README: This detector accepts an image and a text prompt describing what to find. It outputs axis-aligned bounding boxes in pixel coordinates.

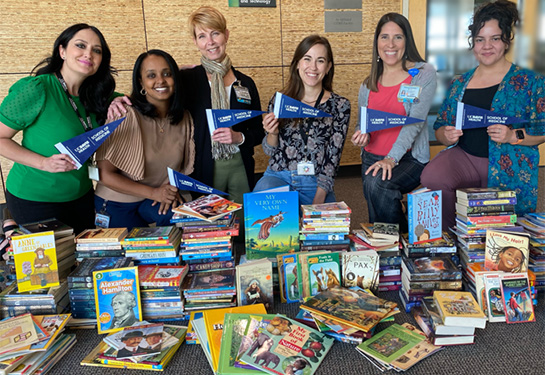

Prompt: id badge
[233,81,252,104]
[297,161,314,176]
[397,83,422,103]
[89,164,100,181]
[95,213,110,228]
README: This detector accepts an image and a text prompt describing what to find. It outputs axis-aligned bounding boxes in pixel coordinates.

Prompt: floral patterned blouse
[262,92,350,193]
[433,64,545,215]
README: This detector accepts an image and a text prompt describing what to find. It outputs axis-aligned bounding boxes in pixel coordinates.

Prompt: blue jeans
[95,195,172,231]
[361,152,425,233]
[254,168,336,204]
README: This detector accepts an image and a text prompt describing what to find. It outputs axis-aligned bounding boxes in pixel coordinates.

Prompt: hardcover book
[240,315,334,375]
[11,231,59,292]
[341,250,380,292]
[244,187,299,258]
[93,267,142,333]
[407,188,442,244]
[433,290,486,328]
[484,230,530,272]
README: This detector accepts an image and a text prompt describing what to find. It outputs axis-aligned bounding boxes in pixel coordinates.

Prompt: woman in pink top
[352,13,436,231]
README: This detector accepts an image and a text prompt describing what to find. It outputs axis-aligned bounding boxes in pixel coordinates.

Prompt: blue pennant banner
[274,92,331,118]
[456,102,526,130]
[206,109,267,134]
[167,167,225,195]
[55,117,125,169]
[360,107,423,133]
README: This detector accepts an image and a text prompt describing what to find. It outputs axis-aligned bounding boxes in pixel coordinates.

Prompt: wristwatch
[511,129,524,145]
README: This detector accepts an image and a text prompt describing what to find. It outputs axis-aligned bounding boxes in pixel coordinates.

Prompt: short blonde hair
[187,6,227,38]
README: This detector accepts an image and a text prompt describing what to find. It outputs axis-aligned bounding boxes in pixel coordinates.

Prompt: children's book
[93,267,142,333]
[240,315,334,375]
[484,230,530,272]
[236,258,274,309]
[341,250,379,292]
[407,188,442,244]
[501,273,536,323]
[11,231,59,292]
[244,186,299,259]
[433,290,486,328]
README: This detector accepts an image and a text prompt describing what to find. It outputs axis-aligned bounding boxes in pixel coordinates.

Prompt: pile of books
[0,314,76,374]
[349,223,401,291]
[67,257,132,320]
[399,256,462,312]
[182,269,237,311]
[299,202,352,251]
[121,225,182,265]
[80,322,187,371]
[357,323,442,372]
[76,228,127,262]
[138,265,189,322]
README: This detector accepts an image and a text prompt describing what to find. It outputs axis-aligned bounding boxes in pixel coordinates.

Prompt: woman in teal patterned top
[421,0,545,229]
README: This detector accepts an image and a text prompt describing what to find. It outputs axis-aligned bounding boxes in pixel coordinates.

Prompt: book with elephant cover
[244,186,299,259]
[240,315,334,375]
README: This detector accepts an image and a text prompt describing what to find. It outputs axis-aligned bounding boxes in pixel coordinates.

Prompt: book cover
[236,258,274,310]
[484,230,530,273]
[301,286,397,332]
[407,188,442,244]
[11,231,59,292]
[500,273,536,323]
[433,290,487,328]
[244,190,299,253]
[240,315,334,375]
[341,250,380,291]
[93,267,142,333]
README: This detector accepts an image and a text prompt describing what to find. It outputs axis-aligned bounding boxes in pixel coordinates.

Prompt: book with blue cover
[244,186,299,259]
[407,188,442,245]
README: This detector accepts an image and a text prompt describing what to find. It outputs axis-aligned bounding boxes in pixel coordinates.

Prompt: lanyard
[55,72,93,132]
[299,88,325,155]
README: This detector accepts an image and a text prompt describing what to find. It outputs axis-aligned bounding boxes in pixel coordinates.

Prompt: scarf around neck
[201,55,239,160]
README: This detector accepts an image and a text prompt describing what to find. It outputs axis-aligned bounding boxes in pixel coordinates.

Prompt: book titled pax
[93,267,142,333]
[11,231,59,292]
[407,188,442,244]
[433,290,487,328]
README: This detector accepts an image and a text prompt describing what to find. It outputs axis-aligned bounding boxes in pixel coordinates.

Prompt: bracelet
[237,132,246,146]
[384,156,399,166]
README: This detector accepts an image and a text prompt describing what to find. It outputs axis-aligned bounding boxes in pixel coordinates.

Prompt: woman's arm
[0,122,76,173]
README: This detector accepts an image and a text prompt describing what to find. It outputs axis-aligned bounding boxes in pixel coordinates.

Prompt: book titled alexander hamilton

-----

→ **GOAL**
Rewrite every item above with "pixel coordinates" changed to "image coordinates" and nothing else altered. Omit the pictures from your output.

→ **SOLUTION TO THE PROBLEM**
README: This detector accepts an image and a text prompt describing what to find. It outputs axis-aligned bounding boxes in image coordinates.


Prompt: id badge
[233,81,252,104]
[297,161,314,176]
[397,83,422,103]
[89,164,100,181]
[95,213,110,228]
README: This detector accepts an image and a text prompt describing what to find. It outputs axis-aligned bounding boxes in image coordinates.

Prompt: floral patterned blouse
[262,92,350,193]
[433,64,545,215]
README: This detector accepts an image and a text prompt describing what to find. It outputs axis-aligned bounding boxes in image coordinates.

Prompt: blue jeans
[95,195,172,231]
[361,152,425,233]
[254,168,336,204]
README: This detector accepts an image and a text prompt describing what to find. It outputs axis-aligned bounding boxes in image coordinates.

Prompt: hardcover book
[240,315,334,375]
[11,231,59,292]
[341,250,380,292]
[244,187,299,258]
[93,267,142,333]
[407,188,442,244]
[433,290,486,328]
[484,230,530,272]
README: This detector accepts an image and a text prompt describing what to find. It outputs axis-aligned bounding boxes in image coordinates.

Prompt: woman in pink top
[352,13,436,231]
README: This detector accepts an image and a text prompt describing what to find. It outputs axis-aligned bounding boxes in image coordinates.

Prompt: blue pennant banner
[274,92,331,118]
[456,102,526,130]
[206,109,267,134]
[167,167,225,195]
[55,117,125,169]
[360,107,423,133]
README: This detector accepts an image and a text prompt describing what to find. It outputs axis-aligned bounding boxes in image coordinates.

Prompt: wristwatch
[511,129,524,145]
README: This detector accepts an image and a text prompt describing what to find. It outputs axis-aligned bounding boxes in image coordinates.

Prompt: short blonde hair
[187,6,227,38]
README: This detector accepts an image and a text prompt describing what to find. It outputs axis-aligned bounding boxes in image coordinates.

Prompt: children's book
[93,267,142,333]
[240,315,334,375]
[484,230,530,272]
[236,258,274,309]
[341,250,379,292]
[407,188,442,244]
[501,273,536,323]
[11,231,59,292]
[244,186,299,259]
[433,290,486,328]
README: This detector accepts an image and a text prompt describing what to find. It outputs axis-aligned bounding boxes in image coordinates.

Prompt: pile of books
[0,314,76,374]
[349,223,401,291]
[67,257,132,320]
[399,256,462,312]
[182,269,237,311]
[299,202,352,251]
[121,225,182,265]
[80,322,187,371]
[357,323,442,372]
[76,228,127,262]
[138,265,189,322]
README: This detector accepts an image and a text prompt describing what to find. It outputs axis-aligned bounding boxes in image coordinates.

Prompt: woman in teal patterned top
[421,0,545,229]
README: This detector accepts an image and a text prompt describing what to find. It outputs axis-aligned bounding boxes in image coordinates.

Prompt: book with elephant cover
[244,186,299,259]
[240,315,334,375]
README: This detector accepts an image and a text prompt describing what to find. It outputs axis-aligned bounding boxes in image coordinates.

Prompt: book cover
[236,258,274,310]
[484,230,530,273]
[301,286,397,332]
[407,188,442,244]
[11,231,59,292]
[500,273,536,323]
[433,290,487,328]
[244,190,299,253]
[240,315,334,375]
[341,250,380,291]
[93,267,142,333]
README: This detector accepts an image and a text prompt describing what to find. It outputs axis-aligned bounding boxes in image coordinates.

Prompt: book with blue cover
[244,186,299,259]
[407,188,442,245]
README: This detector accepts an image and a text prompt describing what to find. It outputs axis-aligned bounding boxes in image coordinates.

Prompt: lanyard
[55,72,93,132]
[299,88,325,155]
README: This detector accepts an image and a text prompt describing what to find. It outputs axis-aligned bounding boxes in image coordinates.

Prompt: scarf around neck
[201,55,239,160]
README: This detector accepts an image and a text prompt describing what to find. It outputs axis-aligned bounding boxes in image coordinates.

Prompt: book titled pax
[93,267,142,333]
[11,231,59,292]
[407,188,442,244]
[433,290,487,328]
README: This detector accepts an image and a text prompt describing what to find. It outputs axis-aligned bounding boxes in image coordinates.

Prompt: bracelet
[237,132,246,146]
[384,156,399,166]
README: This detector accepts an image and a text prompt describing what to find. It outputs axis-aligned bounding boxes in image coordinates.

Prompt: woman's arm
[0,122,76,173]
README: This detector accepts an image and a text prompt describing what to find. It outputs axis-aligned bounding boxes in image coordinates.

Prompt: book titled alexander hamilton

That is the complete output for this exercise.